- Record excerpts:
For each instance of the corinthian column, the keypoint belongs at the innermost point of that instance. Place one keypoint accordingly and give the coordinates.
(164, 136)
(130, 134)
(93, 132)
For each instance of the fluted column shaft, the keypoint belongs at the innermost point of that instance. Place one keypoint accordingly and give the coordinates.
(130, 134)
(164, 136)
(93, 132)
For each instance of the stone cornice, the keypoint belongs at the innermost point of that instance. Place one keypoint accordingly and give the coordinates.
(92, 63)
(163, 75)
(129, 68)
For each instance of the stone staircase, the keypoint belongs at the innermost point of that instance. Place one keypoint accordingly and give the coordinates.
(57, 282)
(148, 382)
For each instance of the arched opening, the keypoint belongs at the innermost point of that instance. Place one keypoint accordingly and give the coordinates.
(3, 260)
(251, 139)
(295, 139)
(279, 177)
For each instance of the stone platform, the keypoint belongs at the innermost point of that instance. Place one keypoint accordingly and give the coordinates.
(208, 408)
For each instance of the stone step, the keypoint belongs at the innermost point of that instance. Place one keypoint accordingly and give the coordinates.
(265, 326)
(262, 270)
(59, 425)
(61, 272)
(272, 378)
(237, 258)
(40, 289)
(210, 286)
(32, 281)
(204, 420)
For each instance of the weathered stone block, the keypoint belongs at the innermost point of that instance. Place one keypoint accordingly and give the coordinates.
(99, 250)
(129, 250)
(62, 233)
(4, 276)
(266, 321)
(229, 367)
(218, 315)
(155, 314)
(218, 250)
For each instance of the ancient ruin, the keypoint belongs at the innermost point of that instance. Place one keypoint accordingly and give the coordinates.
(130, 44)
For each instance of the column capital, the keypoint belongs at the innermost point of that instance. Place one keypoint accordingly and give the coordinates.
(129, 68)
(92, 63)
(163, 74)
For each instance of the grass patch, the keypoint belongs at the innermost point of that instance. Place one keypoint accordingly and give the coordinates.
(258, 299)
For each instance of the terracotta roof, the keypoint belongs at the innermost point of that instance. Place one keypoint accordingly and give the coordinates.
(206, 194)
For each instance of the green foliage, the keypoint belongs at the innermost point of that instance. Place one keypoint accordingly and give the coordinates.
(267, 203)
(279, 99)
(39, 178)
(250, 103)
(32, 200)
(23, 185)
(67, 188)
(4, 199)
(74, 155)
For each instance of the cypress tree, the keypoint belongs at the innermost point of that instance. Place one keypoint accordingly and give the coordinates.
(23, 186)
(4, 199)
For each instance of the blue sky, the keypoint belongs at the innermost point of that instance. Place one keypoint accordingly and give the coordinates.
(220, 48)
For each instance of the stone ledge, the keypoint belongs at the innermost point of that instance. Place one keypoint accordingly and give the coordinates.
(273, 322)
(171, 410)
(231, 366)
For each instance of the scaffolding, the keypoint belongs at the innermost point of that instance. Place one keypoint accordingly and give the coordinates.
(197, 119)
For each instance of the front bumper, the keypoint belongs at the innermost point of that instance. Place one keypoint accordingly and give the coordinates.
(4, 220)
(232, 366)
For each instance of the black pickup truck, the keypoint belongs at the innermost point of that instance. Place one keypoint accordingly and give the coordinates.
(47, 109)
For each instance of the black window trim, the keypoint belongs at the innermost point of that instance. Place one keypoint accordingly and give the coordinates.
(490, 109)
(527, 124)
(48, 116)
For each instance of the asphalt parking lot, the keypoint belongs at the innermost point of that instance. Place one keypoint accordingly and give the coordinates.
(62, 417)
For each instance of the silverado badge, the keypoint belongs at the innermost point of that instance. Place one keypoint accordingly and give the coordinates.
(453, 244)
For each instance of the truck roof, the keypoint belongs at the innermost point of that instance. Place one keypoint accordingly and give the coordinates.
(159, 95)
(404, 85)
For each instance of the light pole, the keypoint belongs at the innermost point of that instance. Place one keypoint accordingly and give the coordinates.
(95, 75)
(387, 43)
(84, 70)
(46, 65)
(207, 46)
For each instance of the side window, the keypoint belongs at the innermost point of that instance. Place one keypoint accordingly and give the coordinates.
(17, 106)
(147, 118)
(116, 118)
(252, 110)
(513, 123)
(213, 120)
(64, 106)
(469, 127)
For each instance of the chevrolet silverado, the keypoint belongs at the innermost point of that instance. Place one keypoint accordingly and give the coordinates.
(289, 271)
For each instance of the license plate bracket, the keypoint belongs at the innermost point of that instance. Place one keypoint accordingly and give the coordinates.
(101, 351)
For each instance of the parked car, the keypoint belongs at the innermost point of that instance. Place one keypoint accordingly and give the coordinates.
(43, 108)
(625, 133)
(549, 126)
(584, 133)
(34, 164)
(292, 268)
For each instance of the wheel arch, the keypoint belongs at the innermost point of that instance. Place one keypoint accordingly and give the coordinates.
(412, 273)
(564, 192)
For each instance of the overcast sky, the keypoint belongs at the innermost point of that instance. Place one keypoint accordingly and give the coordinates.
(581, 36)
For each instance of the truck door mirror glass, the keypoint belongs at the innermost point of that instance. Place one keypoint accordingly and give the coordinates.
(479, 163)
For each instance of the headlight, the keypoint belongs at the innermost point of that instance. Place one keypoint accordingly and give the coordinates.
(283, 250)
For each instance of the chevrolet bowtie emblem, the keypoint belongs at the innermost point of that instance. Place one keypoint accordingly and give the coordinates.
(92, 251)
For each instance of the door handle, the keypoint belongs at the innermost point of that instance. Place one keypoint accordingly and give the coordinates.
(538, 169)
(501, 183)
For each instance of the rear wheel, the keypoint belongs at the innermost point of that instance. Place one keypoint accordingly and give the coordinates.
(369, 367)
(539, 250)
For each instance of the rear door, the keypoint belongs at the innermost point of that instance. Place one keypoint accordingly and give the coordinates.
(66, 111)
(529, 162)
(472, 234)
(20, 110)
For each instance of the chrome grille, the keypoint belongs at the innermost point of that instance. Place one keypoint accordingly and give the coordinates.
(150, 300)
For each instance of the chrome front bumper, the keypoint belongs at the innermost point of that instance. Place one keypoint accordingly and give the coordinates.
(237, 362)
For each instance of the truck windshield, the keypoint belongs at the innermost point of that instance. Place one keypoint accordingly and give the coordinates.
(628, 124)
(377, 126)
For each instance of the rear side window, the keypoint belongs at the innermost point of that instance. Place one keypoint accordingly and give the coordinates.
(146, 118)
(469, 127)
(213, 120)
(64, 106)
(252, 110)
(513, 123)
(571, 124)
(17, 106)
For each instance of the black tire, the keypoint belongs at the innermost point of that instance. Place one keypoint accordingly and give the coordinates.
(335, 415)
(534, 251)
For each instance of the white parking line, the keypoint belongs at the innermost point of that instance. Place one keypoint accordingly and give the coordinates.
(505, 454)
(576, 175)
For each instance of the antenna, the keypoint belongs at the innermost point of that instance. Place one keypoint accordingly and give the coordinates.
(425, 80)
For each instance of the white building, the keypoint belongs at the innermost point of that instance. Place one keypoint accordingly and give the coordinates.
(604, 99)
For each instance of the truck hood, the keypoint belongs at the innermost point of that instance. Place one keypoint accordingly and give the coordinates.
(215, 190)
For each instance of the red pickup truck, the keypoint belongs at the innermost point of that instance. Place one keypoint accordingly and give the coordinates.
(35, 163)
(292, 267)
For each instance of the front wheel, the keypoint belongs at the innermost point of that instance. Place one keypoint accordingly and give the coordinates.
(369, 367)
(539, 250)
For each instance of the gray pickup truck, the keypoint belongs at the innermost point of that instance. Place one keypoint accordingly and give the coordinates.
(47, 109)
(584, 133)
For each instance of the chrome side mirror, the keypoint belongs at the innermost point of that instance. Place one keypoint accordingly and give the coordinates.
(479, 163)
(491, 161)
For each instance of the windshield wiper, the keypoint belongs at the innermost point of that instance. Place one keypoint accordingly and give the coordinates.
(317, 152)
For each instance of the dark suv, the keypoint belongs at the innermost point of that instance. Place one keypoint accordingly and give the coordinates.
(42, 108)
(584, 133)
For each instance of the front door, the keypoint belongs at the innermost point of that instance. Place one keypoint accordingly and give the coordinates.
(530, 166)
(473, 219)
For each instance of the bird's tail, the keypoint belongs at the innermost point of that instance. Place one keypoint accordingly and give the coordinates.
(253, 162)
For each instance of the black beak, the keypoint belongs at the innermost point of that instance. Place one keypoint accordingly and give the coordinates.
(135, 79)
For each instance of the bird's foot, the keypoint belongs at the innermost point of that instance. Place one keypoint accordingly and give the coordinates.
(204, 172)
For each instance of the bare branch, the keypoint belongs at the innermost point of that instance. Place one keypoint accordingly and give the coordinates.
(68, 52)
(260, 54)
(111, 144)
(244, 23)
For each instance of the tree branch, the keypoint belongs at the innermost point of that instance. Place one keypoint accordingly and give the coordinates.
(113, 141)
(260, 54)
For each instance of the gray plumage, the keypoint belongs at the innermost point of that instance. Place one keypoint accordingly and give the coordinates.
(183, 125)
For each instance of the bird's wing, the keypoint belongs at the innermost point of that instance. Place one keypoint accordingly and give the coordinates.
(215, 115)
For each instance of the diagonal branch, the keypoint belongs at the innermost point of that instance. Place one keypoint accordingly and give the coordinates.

- Activity: Once the line containing "For each instance of the bird's foot, the" is found, output it and each line after it through the end of the listing above, exactly, with nothing else.

- Solution for this task:
For each instance of the bird's foot, the keypoint belongs at the innermost point of that instance. Place one keypoint accordingly and give the coordinates.
(204, 172)
For each instance of the bare branch, the keypoint belongs at the innermost point of that instance. Place one keypoint accordingly and give the coordinates.
(68, 52)
(260, 54)
(111, 144)
(244, 23)
For each instance of the tree branch, the keypoint belongs at the innermost point of that instance. Place one keypoint accordingly and give the coordinates.
(113, 141)
(260, 54)
For each instance of the gray plumage, the keypoint belongs at the innermost point of that instance. Place one keypoint accordingly and give the coordinates.
(183, 125)
For each instance of the bird's wing, the keypoint belongs at the innermost point of that instance. Place one keypoint accordingly and give the coordinates.
(215, 115)
For each instance of the diagonal branch, the keypoint belongs at the innermost point of that instance. Place one keypoint accordingly and give the coordinates.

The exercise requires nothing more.